Page text Block Start

Lately I have been struck by how often I use my iPad.

During the recent bout of storms we have experienced here in the UK I found myself in the midst of a rather long power cut and life sort of came to a standstill. I even found myself having an actual conversation with my family! I jest, of course but my point is, if you look around at the modern world it is highly likely an Apple product or smart phone is a big part of your daily life too. The word iPaddy actually exists and I know this because my two year old son has one often enough when said appliance is removed from his chubby hands.

From communicating with our children's schools, sending birthday cards, Facetiming, taking photos, banking and diarising, we have our whole lives encapsulated into small digital devices and, as that could well include our financial life, it makes sense that Digital Assets should form part of making a will. By Digital Assets I mean anything from the money in your Paypal account to your Twitter page.

You need to be aware of all your on line accounts - your email, banking, investment and social networking sites so that if you were to shuffle off this mortal coil tomorrow any family members are left with clear instructions on what to deactivate and what is being left behind as part of your digital legacy.

Half the problem would be not being able to close down these sites, because a will considering them was not believed important enough in the first place.

But be aware - you should not give your Executors any passwords or Pin Numbers, as you don't want to fall foul of the 1990 Computer Misuse Act, but you should leave behind a clear list of all your current online accounts. Something I am sure you had not even thought of as important before.

Page text Block End

Action item =>
Answer these questions from the text on digital assets and wills:
1. What caused the long power cut the writer mentions?
2. Which two items mark the range of what the text counts as Digital Assets?
3. Which law could you break by giving your Executors passwords or Pin Numbers?
The material that follows has no connection to the text above.

Dataset Block Start

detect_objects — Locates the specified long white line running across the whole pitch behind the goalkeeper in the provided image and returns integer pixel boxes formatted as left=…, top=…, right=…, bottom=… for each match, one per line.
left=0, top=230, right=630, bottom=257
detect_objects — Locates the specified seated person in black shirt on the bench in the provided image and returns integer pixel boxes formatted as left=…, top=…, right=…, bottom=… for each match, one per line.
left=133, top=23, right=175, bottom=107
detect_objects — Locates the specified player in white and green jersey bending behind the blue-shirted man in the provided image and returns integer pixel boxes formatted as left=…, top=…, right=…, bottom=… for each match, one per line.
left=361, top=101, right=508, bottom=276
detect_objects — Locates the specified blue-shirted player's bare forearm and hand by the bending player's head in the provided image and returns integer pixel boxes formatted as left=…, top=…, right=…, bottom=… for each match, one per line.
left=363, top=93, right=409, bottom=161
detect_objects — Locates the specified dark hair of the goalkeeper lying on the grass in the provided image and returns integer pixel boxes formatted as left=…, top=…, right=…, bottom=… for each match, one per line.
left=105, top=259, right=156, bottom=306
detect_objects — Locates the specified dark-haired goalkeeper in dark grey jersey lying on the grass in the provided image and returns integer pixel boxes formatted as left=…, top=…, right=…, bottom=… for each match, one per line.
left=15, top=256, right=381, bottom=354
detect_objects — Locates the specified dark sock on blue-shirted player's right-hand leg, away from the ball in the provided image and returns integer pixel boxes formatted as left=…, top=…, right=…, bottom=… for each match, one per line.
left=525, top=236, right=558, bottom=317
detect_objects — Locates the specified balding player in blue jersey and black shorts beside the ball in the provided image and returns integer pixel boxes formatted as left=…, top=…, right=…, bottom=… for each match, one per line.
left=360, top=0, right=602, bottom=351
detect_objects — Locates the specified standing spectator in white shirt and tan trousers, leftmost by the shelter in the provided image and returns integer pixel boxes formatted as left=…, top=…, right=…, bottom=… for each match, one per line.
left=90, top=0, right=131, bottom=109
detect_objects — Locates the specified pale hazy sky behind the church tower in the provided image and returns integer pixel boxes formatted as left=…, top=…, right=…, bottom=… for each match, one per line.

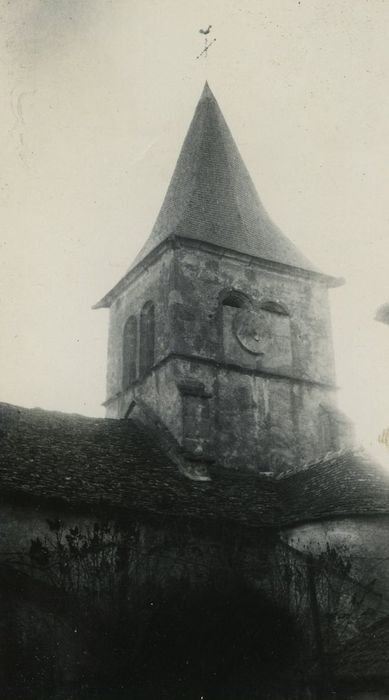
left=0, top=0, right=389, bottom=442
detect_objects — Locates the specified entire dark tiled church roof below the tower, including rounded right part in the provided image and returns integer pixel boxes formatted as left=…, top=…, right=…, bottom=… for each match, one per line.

Dataset Block End

Result below =>
1. The recent bout of storms in the UK.
2. The money in your Paypal account and your Twitter page.
3. The 1990 Computer Misuse Act.